-- Start --

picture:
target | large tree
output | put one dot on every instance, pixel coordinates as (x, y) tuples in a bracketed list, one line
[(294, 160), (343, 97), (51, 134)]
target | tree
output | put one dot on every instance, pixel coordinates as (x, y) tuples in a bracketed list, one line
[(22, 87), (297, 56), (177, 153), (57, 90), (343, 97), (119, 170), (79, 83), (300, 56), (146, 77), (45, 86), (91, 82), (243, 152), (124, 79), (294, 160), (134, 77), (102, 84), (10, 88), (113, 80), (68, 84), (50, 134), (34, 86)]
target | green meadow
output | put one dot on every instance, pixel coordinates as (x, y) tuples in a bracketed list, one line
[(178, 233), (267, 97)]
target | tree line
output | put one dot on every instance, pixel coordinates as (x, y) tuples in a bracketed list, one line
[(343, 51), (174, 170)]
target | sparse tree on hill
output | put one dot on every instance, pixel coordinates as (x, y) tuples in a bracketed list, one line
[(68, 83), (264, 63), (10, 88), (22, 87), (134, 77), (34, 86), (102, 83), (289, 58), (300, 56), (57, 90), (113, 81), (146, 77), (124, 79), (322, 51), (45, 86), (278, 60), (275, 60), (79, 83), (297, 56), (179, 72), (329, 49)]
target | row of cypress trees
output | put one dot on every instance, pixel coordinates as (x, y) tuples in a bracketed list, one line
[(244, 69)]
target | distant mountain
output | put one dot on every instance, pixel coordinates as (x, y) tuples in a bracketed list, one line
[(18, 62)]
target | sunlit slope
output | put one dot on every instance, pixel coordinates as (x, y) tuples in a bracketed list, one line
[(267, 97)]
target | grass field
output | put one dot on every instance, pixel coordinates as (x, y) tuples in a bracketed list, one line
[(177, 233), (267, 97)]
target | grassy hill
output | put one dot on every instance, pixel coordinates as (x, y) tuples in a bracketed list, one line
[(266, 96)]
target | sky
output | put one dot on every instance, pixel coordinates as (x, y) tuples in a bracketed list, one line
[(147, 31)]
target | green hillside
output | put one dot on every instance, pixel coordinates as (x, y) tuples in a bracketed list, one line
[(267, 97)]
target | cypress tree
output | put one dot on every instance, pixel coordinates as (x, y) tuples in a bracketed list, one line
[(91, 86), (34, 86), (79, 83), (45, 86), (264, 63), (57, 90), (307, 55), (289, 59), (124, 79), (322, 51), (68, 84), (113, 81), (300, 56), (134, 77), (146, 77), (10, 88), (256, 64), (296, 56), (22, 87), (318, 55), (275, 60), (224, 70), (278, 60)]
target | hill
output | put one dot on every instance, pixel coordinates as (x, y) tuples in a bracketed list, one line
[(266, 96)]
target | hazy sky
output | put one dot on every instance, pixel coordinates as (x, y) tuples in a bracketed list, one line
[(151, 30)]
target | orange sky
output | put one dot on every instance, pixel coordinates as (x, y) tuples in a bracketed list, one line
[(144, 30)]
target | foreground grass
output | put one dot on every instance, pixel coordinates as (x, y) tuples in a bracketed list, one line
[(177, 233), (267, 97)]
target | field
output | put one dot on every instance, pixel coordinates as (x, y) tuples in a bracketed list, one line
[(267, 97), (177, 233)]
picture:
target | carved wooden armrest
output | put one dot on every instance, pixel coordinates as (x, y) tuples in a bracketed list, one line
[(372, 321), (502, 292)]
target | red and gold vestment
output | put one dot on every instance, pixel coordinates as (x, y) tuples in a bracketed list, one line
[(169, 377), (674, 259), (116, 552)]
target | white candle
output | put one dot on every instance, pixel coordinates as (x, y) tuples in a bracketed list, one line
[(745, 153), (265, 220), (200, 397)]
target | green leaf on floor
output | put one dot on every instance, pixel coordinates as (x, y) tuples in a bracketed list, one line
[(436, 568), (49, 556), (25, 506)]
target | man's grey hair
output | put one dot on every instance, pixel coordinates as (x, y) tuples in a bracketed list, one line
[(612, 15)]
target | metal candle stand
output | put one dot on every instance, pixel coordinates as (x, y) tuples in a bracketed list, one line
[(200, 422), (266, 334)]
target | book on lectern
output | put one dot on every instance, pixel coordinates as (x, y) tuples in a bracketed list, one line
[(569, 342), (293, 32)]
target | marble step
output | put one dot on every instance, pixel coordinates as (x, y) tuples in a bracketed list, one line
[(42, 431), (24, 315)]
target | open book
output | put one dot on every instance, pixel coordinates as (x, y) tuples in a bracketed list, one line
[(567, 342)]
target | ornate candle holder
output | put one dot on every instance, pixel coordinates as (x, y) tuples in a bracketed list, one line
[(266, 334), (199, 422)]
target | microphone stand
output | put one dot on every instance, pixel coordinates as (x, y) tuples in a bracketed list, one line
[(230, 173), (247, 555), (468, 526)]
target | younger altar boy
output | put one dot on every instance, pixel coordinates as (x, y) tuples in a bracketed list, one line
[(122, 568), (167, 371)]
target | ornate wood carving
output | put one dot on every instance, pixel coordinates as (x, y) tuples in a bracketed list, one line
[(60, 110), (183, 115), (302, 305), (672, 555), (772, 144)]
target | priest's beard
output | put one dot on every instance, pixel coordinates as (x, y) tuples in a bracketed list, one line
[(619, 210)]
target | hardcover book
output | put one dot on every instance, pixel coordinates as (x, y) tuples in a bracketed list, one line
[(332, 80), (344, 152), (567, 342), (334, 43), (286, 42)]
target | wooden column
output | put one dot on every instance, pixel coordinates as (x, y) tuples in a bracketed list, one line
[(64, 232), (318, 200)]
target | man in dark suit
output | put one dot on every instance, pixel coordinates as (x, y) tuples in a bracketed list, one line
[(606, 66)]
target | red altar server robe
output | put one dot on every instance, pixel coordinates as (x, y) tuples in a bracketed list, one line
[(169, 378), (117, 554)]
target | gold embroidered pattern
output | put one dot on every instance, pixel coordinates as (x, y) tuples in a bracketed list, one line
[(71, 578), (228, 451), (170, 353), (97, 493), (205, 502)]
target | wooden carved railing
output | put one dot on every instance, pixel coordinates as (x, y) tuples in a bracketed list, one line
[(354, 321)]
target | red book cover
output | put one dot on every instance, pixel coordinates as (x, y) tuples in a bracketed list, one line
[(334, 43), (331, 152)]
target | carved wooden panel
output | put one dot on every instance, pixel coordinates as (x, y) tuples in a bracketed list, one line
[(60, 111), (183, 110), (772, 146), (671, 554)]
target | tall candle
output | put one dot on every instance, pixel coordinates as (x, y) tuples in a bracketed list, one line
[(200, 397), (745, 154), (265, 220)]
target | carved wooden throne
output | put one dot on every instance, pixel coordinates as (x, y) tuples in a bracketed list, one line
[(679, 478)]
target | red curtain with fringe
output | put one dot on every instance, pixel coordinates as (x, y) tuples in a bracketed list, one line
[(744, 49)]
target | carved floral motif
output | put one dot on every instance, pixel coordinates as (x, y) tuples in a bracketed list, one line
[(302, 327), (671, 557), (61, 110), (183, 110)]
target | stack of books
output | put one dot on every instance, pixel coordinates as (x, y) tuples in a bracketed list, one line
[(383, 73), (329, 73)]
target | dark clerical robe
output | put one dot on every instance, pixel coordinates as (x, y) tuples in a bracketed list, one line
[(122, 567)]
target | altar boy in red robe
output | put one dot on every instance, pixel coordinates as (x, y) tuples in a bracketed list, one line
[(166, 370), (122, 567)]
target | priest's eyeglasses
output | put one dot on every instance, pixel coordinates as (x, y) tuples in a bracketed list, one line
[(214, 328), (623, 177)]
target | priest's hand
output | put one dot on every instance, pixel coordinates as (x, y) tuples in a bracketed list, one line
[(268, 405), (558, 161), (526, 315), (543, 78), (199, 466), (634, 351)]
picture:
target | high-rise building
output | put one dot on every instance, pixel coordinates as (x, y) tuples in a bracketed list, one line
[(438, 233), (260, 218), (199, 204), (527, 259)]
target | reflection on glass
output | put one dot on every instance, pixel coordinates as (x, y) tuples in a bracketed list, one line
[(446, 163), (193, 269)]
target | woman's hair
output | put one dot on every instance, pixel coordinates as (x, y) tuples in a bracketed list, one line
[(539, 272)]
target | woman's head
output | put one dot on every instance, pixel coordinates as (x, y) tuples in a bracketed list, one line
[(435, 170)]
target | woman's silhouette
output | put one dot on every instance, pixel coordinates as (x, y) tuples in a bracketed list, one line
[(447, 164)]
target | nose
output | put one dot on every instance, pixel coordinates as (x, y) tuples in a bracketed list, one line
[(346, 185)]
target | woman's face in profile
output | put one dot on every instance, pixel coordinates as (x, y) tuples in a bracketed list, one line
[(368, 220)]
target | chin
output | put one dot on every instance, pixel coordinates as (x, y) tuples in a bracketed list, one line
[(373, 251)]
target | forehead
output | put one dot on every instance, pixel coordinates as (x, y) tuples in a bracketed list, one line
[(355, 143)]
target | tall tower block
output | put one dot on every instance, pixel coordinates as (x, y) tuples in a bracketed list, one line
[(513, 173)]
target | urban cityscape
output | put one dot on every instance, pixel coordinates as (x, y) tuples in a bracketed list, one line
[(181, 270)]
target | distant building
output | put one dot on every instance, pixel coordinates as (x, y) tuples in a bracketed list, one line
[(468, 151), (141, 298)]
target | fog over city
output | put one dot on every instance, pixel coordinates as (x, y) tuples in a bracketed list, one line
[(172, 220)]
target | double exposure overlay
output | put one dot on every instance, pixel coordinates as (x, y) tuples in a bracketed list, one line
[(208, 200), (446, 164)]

-- End --

* GOAL
Put each line of the data, starting at the very beginning and ending at the line that contains "[(178, 233), (267, 97)]", into a JSON list of strings, one string per line. Skip any blank lines.

* EXERCISE OUTPUT
[
  "picture:",
  "target | large tree",
  "output | put one dot on every instance, pixel coordinates as (x, y) tuples in a bracketed list, one line",
  "[(294, 160), (343, 97), (51, 134)]",
  "target | tree",
  "output | put one dot on every instance, pixel coordinates as (x, y) tuples in a bracketed list, one line",
  "[(22, 87), (297, 56), (177, 153), (57, 90), (343, 97), (119, 170), (79, 83), (300, 56), (146, 77), (45, 86), (91, 82), (243, 152), (124, 79), (294, 160), (134, 77), (102, 84), (10, 88), (113, 80), (68, 84), (50, 134), (34, 86)]",
  "target | green meadow",
  "output | put one dot on every instance, pixel coordinates as (x, y) tuples in a bracketed list, one line",
  "[(178, 233), (267, 97)]"
]